→ About this task: Go through the records below line by line. Count the lines with "stall" and give the count alone.

→ Records supplied:
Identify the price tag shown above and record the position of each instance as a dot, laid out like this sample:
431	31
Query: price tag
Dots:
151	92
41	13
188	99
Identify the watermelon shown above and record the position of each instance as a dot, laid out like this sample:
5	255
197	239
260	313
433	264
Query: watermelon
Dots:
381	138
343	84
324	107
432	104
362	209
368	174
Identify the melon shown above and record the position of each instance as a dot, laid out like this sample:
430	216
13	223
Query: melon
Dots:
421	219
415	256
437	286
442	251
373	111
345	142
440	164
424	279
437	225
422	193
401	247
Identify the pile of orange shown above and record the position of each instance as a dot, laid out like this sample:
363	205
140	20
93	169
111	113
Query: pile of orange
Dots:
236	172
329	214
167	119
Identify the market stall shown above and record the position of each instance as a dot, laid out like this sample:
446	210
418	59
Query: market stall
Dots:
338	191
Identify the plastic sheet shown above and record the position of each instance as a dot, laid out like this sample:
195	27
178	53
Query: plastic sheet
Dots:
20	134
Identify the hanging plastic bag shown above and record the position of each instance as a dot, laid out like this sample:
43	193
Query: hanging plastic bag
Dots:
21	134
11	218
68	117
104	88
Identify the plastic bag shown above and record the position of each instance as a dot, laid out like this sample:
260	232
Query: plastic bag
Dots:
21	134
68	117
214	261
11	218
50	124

---

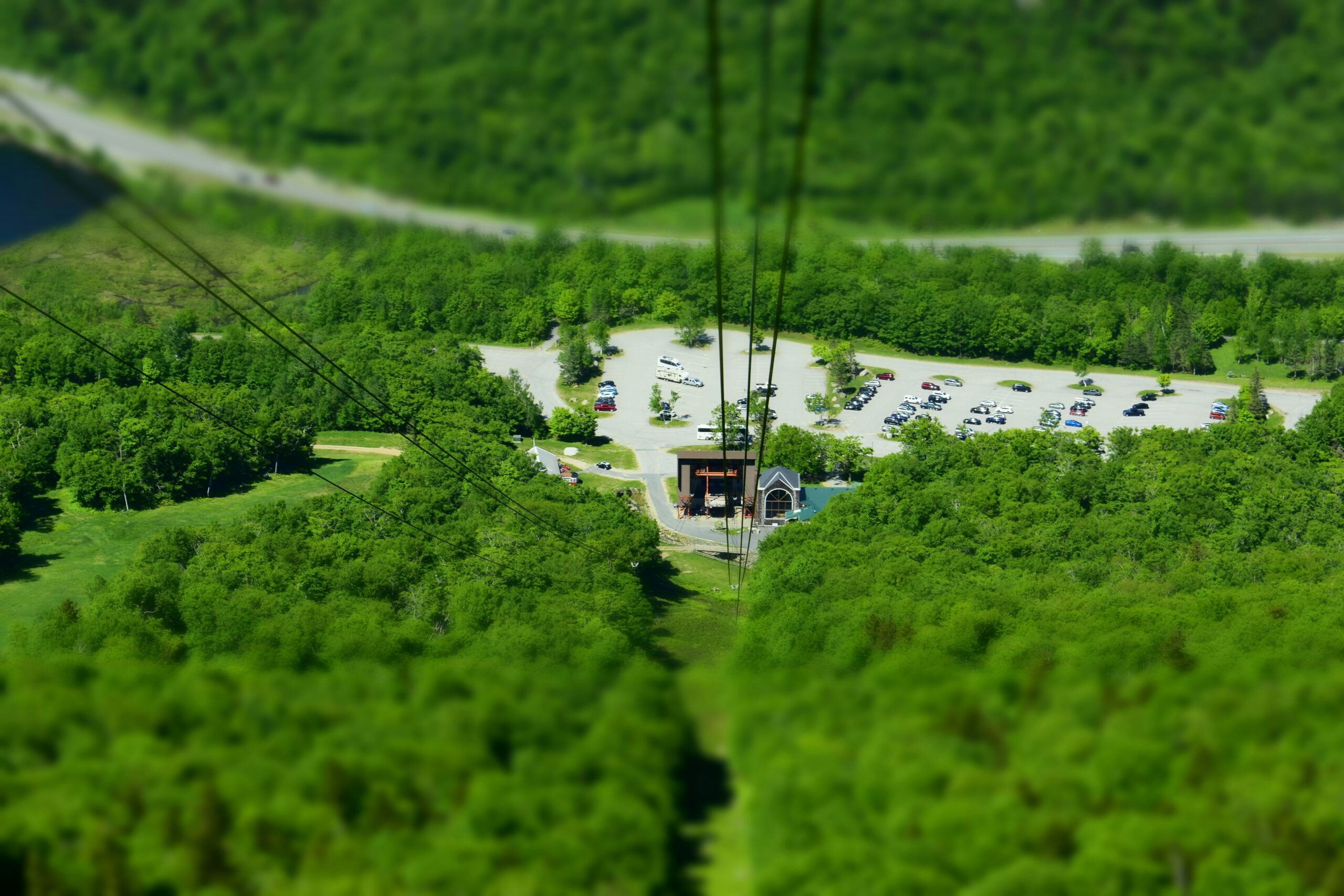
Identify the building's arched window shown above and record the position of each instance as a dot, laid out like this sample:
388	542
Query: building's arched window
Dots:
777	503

→ Response to the task: 2